## Task
Rewrite all of the records below as a single numbered list, omitting any blank lines.

________

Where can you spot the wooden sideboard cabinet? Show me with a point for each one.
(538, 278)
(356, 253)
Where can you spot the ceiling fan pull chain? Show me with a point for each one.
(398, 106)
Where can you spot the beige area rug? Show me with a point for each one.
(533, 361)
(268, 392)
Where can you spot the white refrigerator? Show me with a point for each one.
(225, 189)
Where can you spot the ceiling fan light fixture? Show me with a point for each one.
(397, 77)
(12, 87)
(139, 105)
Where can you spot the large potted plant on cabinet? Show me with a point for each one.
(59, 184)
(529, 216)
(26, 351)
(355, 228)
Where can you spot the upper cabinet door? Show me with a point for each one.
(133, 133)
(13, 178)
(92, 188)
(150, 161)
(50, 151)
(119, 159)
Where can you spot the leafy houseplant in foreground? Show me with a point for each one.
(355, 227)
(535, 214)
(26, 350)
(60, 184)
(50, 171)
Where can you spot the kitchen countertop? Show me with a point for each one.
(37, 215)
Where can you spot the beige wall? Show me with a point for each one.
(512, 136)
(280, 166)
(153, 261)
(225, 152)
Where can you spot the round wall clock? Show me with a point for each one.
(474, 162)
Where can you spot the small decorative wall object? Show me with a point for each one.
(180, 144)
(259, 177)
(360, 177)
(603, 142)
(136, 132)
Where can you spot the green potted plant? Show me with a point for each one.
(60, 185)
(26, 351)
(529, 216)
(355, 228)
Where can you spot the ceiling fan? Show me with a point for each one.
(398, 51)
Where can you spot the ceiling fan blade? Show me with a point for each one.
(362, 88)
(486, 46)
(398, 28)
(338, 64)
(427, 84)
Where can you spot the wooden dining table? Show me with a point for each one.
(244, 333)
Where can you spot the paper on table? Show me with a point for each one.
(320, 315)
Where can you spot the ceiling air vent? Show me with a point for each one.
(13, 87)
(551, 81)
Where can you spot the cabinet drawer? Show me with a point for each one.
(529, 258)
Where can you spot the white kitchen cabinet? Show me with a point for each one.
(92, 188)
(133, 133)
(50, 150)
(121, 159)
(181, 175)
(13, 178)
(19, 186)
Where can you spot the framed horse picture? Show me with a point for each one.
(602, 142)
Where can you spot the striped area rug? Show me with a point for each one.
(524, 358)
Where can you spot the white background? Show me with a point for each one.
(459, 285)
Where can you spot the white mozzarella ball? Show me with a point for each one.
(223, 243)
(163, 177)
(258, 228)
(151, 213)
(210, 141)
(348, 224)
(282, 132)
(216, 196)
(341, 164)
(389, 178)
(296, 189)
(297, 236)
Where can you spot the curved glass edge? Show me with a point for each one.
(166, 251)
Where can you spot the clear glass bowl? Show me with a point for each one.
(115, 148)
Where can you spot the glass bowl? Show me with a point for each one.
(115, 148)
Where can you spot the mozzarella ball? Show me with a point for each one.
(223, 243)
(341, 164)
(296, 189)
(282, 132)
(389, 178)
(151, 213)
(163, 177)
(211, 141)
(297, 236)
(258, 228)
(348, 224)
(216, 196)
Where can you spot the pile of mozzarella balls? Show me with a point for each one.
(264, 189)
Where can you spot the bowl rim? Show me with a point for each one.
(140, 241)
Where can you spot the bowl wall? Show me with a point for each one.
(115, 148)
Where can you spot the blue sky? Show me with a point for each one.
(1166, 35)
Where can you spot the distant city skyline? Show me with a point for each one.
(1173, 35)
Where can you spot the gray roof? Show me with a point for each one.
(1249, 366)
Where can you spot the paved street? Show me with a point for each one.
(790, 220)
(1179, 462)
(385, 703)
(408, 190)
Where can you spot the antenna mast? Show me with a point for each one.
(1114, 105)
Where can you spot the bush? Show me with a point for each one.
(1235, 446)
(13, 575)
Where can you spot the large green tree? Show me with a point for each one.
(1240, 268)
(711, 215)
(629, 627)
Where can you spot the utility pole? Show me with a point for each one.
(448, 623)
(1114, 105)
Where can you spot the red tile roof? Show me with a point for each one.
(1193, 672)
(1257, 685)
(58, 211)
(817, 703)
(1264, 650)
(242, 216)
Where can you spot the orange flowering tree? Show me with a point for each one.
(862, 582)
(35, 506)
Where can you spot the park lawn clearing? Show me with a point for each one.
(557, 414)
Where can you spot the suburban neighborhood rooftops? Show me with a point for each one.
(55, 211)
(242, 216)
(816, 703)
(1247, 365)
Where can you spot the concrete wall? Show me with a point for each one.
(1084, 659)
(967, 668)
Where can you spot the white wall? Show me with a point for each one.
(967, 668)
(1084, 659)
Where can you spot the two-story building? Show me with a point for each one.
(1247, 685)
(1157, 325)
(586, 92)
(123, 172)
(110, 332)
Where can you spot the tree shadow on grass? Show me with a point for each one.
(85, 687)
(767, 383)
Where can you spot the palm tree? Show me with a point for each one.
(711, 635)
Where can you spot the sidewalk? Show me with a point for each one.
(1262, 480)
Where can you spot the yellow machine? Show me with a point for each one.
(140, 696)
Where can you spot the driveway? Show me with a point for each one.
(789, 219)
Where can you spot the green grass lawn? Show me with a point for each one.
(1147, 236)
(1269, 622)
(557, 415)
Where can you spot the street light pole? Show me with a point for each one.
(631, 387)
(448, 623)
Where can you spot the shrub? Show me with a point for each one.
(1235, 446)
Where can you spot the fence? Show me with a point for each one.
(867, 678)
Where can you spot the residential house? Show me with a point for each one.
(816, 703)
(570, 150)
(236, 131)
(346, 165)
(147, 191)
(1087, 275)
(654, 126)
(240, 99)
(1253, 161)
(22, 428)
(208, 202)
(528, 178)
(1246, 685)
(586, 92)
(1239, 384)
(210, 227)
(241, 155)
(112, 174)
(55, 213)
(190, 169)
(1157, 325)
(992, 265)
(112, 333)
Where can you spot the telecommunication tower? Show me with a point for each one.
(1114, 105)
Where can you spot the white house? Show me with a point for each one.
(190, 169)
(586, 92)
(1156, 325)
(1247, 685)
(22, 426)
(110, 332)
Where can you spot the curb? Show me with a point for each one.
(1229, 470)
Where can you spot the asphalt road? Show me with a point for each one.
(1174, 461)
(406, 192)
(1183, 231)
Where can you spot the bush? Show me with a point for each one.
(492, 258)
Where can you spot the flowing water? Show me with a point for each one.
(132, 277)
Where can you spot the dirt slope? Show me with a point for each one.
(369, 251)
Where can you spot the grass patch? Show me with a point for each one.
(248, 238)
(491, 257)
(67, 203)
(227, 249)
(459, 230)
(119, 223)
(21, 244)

________

## Solution to this task
1. Where can you spot the wooden sideboard cabinet? Show me with a point for each one.
2. (538, 278)
3. (356, 253)
4. Where can you spot the ceiling fan pull chain? Show me with a point for each one.
5. (398, 106)
6. Where can you spot the beige area rug? Show me with a point for each one.
7. (533, 361)
8. (268, 392)
9. Where can you spot the white refrigerator? Show me with a point for each one.
10. (225, 189)
11. Where can you spot the ceiling fan light fixture? Show me with a point for each one.
12. (397, 77)
13. (12, 87)
14. (139, 105)
15. Where can you spot the large potted plant on cabinet? Show me with a point for each one.
16. (59, 184)
17. (529, 216)
18. (26, 351)
19. (355, 228)
20. Where can you spot the upper cabinet door? Show me with a point for each one.
21. (133, 133)
22. (13, 178)
23. (92, 188)
24. (150, 161)
25. (50, 151)
26. (119, 159)
27. Where can you spot the leafy houseplant in foreground? Show me with a point for each one.
28. (355, 227)
29. (535, 214)
30. (26, 350)
31. (60, 184)
32. (50, 171)
33. Where can you spot the kitchen countertop? Show me with a point for each one.
34. (37, 215)
35. Where can you spot the beige wall? Show me with a point for each one.
36. (512, 136)
37. (280, 166)
38. (153, 261)
39. (225, 152)
40. Where can you spot the round wall clock? Show me with a point for each one.
41. (474, 162)
42. Where can you spot the small decorative wall object? Show me with a point for each one.
43. (180, 144)
44. (259, 177)
45. (360, 177)
46. (603, 142)
47. (136, 132)
48. Where can you spot the green potted plant? Show me with a point for each one.
49. (60, 185)
50. (26, 351)
51. (529, 216)
52. (355, 228)
53. Where can you spot the ceiling fan? Show me with a point for each one.
54. (398, 51)
55. Where can you spot the ceiling fan blade? Show me with a point for each one.
56. (362, 88)
57. (486, 46)
58. (398, 28)
59. (338, 64)
60. (427, 84)
61. Where can you spot the wooden dining table? Show me with a point for each one.
62. (244, 333)
63. Where can you spot the paper on table? Show me with a point for each one.
64. (320, 315)
65. Where can you spot the ceiling air vent? Show me with a point for each one.
66. (13, 87)
67. (551, 81)
68. Where can you spot the cabinet drawer? Show me with a point for each one.
69. (529, 258)
70. Where can you spot the white kitchen cabinet? Show me with a point for each one.
71. (92, 188)
72. (133, 133)
73. (50, 150)
74. (121, 159)
75. (181, 175)
76. (13, 178)
77. (19, 186)
78. Where can you spot the framed horse picture? Show me with a point for each one.
79. (602, 142)
80. Where can you spot the striped area rug? Show me with a point for each one.
81. (524, 358)
82. Where can you spot the white background? Show me with a point for each one.
83. (459, 285)
84. Where can you spot the white mozzarella ball? Show me with a point for each one.
85. (223, 243)
86. (163, 177)
87. (258, 228)
88. (151, 213)
89. (210, 141)
90. (348, 224)
91. (282, 132)
92. (216, 196)
93. (341, 164)
94. (389, 178)
95. (296, 189)
96. (297, 236)
97. Where can you spot the curved glass edge? Show me with a point for each one.
98. (166, 251)
99. Where can you spot the clear glass bowl? Show me with a point for each one.
100. (115, 148)
101. Where can you spot the glass bowl? Show me with a point for each one.
102. (115, 148)
103. Where can you spot the mozzarella ball? Show me with a point for each one.
104. (223, 243)
105. (341, 164)
106. (296, 189)
107. (282, 132)
108. (389, 178)
109. (151, 213)
110. (163, 177)
111. (211, 141)
112. (297, 236)
113. (258, 228)
114. (348, 224)
115. (216, 196)
116. Where can you spot the pile of mozzarella balls? Show me with a point for each one.
117. (264, 189)
118. Where can you spot the bowl rim? Show me with a point for each one.
119. (140, 241)
120. Where can you spot the bowl wall? Show me with a point for each one.
121. (115, 148)
122. Where can you spot the blue sky? Show me with a point for each one.
123. (1166, 35)
124. Where can you spot the distant city skyline? Show me with a point for each one.
125. (1173, 35)
126. Where can you spot the gray roof? Show me with a point for each one.
127. (1249, 366)
128. Where can you spot the paved street? Show me with a point for each one.
129. (790, 220)
130. (1179, 462)
131. (385, 703)
132. (408, 190)
133. Where can you spot the antenna mast? Show me with a point for each one.
134. (1114, 105)
135. Where can you spot the bush? Show me with a point for each one.
136. (1235, 446)
137. (13, 575)
138. Where can you spot the large green tree? Show me with a point for each one.
139. (1240, 268)
140. (711, 215)
141. (629, 627)
142. Where can you spot the utility pole? Show me with a point for each one.
143. (448, 623)
144. (1114, 105)
145. Where can you spot the red tile roof? Show me with a point for each one.
146. (1193, 672)
147. (1257, 685)
148. (58, 211)
149. (817, 703)
150. (1264, 650)
151. (242, 216)
152. Where can you spot the orange flowering tree? Show me with a point for each one.
153. (862, 582)
154. (35, 506)
155. Where can you spot the park lawn clearing? Show me with a point for each one.
156. (557, 414)
157. Where can you spot the suburban neighborhood rooftops? Show me with a point for each one.
158. (55, 211)
159. (242, 216)
160. (816, 703)
161. (1247, 365)
162. Where can you spot the concrete wall? Show me with a point for each one.
163. (1084, 659)
164. (967, 668)
165. Where can you spot the white wall? Show me with a point for each one.
166. (967, 668)
167. (1084, 659)
168. Where can you spot the two-story building? Show me with a point for each one.
169. (1247, 685)
170. (1157, 325)
171. (586, 92)
172. (123, 172)
173. (110, 332)
174. Where can you spot the tree shadow on grass? Show me with a point for each one.
175. (85, 687)
176. (767, 383)
177. Where can you spot the palm tree? Show me with a point for each one.
178. (711, 635)
179. Where can you spot the sidewalk? Show me with a point for each one.
180. (1262, 480)
181. Where can you spot the yellow machine? Show me with a point for each one.
182. (140, 696)
183. Where can you spot the driveway? Show me with a point for each one.
184. (789, 219)
185. Where can you spot the green grass lawn? Show me with a point for each one.
186. (1147, 236)
187. (1269, 622)
188. (557, 415)
189. Where can you spot the street light pole? Show me with a point for each one.
190. (631, 387)
191. (448, 623)
192. Where can you spot the shrub? Show me with a point for each one.
193. (1235, 446)
194. Where can you spot the fence? Show me with a point for each one.
195. (867, 678)
196. Where can you spot the residential house? Show me with a point for each one.
197. (816, 703)
198. (570, 150)
199. (236, 131)
200. (346, 165)
201. (147, 191)
202. (1087, 275)
203. (654, 126)
204. (240, 99)
205. (1253, 161)
206. (22, 428)
207. (208, 202)
208. (528, 178)
209. (1246, 685)
210. (586, 92)
211. (1239, 384)
212. (210, 227)
213. (241, 155)
214. (112, 174)
215. (55, 213)
216. (190, 169)
217. (1157, 325)
218. (992, 265)
219. (112, 333)
220. Where can you spot the telecommunication tower? Show me with a point for each one.
221. (1114, 105)
222. Where can you spot the white house? Show me with a point for each one.
223. (190, 169)
224. (586, 92)
225. (1156, 325)
226. (1247, 685)
227. (22, 426)
228. (110, 332)
229. Where can you spot the curb? Show me with a point for each one.
230. (1229, 470)
231. Where can you spot the asphalt road? Show me with a point for each one.
232. (1174, 461)
233. (406, 192)
234. (1183, 231)
235. Where can you spot the bush? Show me with a point for each one.
236. (492, 258)
237. Where can you spot the flowing water? Show me with a point for each one.
238. (132, 277)
239. Where can you spot the dirt slope? Show me with a point for each one.
240. (369, 251)
241. Where can you spot the grass patch? Show me with a point for each one.
242. (248, 238)
243. (491, 257)
244. (67, 203)
245. (227, 249)
246. (459, 230)
247. (119, 223)
248. (21, 244)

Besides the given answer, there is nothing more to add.